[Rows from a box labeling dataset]

————————

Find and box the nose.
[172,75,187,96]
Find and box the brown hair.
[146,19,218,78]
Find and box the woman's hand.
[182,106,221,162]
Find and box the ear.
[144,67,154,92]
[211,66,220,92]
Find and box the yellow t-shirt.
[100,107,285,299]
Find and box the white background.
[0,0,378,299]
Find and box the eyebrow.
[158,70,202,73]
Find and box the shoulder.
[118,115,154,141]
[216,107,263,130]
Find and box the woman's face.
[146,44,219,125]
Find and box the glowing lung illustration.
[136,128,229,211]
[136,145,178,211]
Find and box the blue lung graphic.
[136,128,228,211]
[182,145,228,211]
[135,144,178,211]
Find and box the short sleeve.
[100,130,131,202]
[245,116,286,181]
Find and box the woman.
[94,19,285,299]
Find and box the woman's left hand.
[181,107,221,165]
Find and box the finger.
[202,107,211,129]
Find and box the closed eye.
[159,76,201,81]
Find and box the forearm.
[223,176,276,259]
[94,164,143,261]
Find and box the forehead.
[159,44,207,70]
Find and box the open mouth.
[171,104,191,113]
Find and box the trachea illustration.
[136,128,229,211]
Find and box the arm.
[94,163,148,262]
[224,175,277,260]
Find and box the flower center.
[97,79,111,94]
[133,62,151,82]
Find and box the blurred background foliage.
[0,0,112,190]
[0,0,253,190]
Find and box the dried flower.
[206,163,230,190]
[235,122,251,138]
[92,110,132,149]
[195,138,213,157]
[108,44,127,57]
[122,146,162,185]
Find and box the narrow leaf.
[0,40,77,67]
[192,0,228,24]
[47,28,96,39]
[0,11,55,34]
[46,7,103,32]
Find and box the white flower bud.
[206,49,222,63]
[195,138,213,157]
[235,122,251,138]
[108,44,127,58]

————————

- **Exercise details**: Could you turn every line of the material above into a Markdown table with the columns Row and Line, numbering the rows and leaving out blank lines?

- **Output**:
| Row | Line |
|---|---|
| 1 | Find and box the nose. |
| 2 | [172,75,187,96] |
| 3 | Find and box the brown hair. |
| 4 | [146,19,218,78] |
| 5 | Find and box the woman's hand. |
| 6 | [182,106,221,162] |
| 7 | Find and box the ear. |
| 8 | [144,67,154,92] |
| 9 | [211,66,220,92] |
| 10 | Find and box the yellow t-shirt. |
| 11 | [100,107,285,299] |
| 12 | Find and box the white background. |
| 13 | [0,0,378,299] |
| 14 | Find and box the eyebrow. |
| 15 | [158,70,202,73] |
| 16 | Find and box the shoulder. |
| 17 | [118,115,154,141] |
| 18 | [216,107,263,130] |
| 19 | Find and box the woman's face. |
| 20 | [146,44,219,125] |
| 21 | Find and box the glowing lung illustration. |
| 22 | [136,128,229,211] |
| 23 | [136,145,178,211] |
| 24 | Find and box the blue lung graphic. |
| 25 | [136,128,228,211] |
| 26 | [182,145,228,211] |
| 27 | [135,144,178,211] |
| 28 | Find and box the short sleeve. |
| 29 | [100,130,131,202] |
| 30 | [245,116,286,181] |
| 31 | Find and box the woman. |
| 32 | [94,19,285,299] |
| 33 | Find and box the woman's left hand. |
| 34 | [181,107,221,165] |
| 35 | Find and box the finger. |
| 36 | [202,107,211,129] |
| 37 | Find and box the closed eye. |
| 38 | [159,76,201,81] |
| 39 | Find and box the forearm. |
| 40 | [223,176,276,259] |
| 41 | [94,164,143,261] |
| 42 | Find and box the forehead. |
| 43 | [159,44,207,70] |
| 44 | Find and box the open mouth. |
| 45 | [171,104,191,113] |
| 46 | Find and box the trachea illustration. |
| 47 | [136,128,229,211] |
| 48 | Find and box the arm. |
| 49 | [94,163,148,262] |
| 50 | [224,175,277,260] |
| 51 | Find and box the flower center. |
| 52 | [97,79,111,94] |
| 53 | [133,62,151,82] |
| 54 | Find and box the blurred background foliage. |
| 55 | [0,0,112,190] |
| 56 | [0,0,253,190] |
| 57 | Find and box the dried flower. |
| 58 | [206,163,230,190] |
| 59 | [235,122,251,138] |
| 60 | [92,110,132,149] |
| 61 | [195,138,213,157] |
| 62 | [108,44,127,57] |
| 63 | [122,146,162,185] |
| 64 | Find and box the narrow leaf. |
| 65 | [0,40,77,67] |
| 66 | [192,0,228,24] |
| 67 | [47,28,96,39] |
| 68 | [0,11,55,34] |
| 69 | [46,7,103,32] |
| 70 | Find and box the white flower bud. |
| 71 | [206,49,222,63] |
| 72 | [195,138,213,157] |
| 73 | [235,122,251,138] |
| 74 | [108,44,127,58] |